给定原文:
━━━━━━━━

107. Binary Tree Level Order Traversal II 解题记录

题目描述：

Given a binary tree, return the bottom-up level order traversal of its nodes' values. (ie, from left to right, level by level from leaf to root).

For example:
Given binary tree [3,9,20,null,null,15,7],

    3
   / \
  9  20
    /  \
   15   7

return its bottom-up level order traversal as:

[
  [15,7],
  [9,20],
  [3]
]

解题思路：

这题我的想法是遍历每一个节点，把每个节点的数都加到相应层数的一维数组，最后再将二维数组反转。

代码：

/**
 * Definition for a binary tree node.
 * struct TreeNode {
 *     int val;
 *     TreeNode *left;
 *     TreeNode *right;
 *     TreeNode(int x) : val(x), left(NULL), right(NULL) {}
 * };
 */
class Solution {
public:
    void createArray(TreeNode* cur,int depth,vector<vector<int>>& array){
    //3个形参，cur就不用说了，depth用来计算层数，array用来引用result
        if(!cur)
            return;
        if(depth==array.size()){
        //新的一层就加一个一维数组
            vector<int> temp;
            array.push_back(temp);
        }
        array[depth].push_back(cur->val);//添加
        createArray(cur->left,depth+1,array);
        createArray(cur->right,depth+1,array);
    }
    vector<vector<int>> levelOrderBottom(TreeNode* root) {
        vector<vector<int>> result;
        createArray(root,0,result);
        return vector<vector<int>>(result.rbegin(), result.rend());//反转结果
    }
};

━━━━━━━━

练习目的: 在这篇解题记录的代码中，`createArray` 遇到 `depth==array.size()` 时会先向 `array` 添加一个一维数组。请根据原文说明这样做的原因。

所给材料:
━━━━━━━━

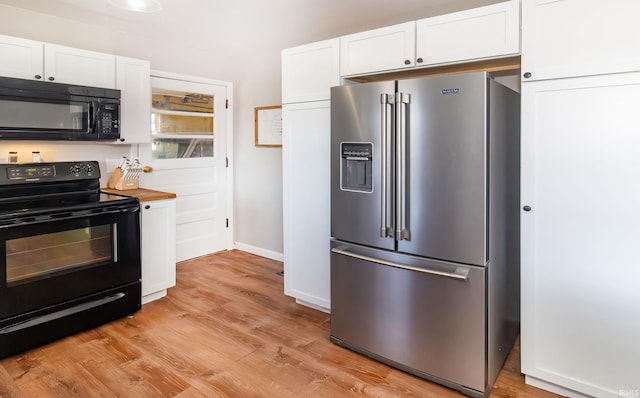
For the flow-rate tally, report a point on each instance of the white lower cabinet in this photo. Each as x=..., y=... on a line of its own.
x=580, y=235
x=158, y=248
x=306, y=201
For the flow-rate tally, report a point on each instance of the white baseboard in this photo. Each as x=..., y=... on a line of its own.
x=258, y=251
x=554, y=388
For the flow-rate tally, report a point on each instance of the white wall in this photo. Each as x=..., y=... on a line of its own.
x=256, y=78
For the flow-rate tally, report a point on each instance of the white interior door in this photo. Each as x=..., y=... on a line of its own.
x=188, y=154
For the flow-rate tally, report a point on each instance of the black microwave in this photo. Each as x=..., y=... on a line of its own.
x=37, y=110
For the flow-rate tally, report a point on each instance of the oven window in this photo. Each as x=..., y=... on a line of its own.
x=42, y=256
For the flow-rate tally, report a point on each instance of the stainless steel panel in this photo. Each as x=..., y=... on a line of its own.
x=446, y=167
x=356, y=116
x=423, y=319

━━━━━━━━

参考答案: `depth==array.size()` 说明遍历到了新的一层。按照解题思路，每个节点的数要加到相应层数的一维数组里，所以新的一层要先加一个一维数组，再用 `array[depth].push_back(cur->val)` 把当前节点的值放进去。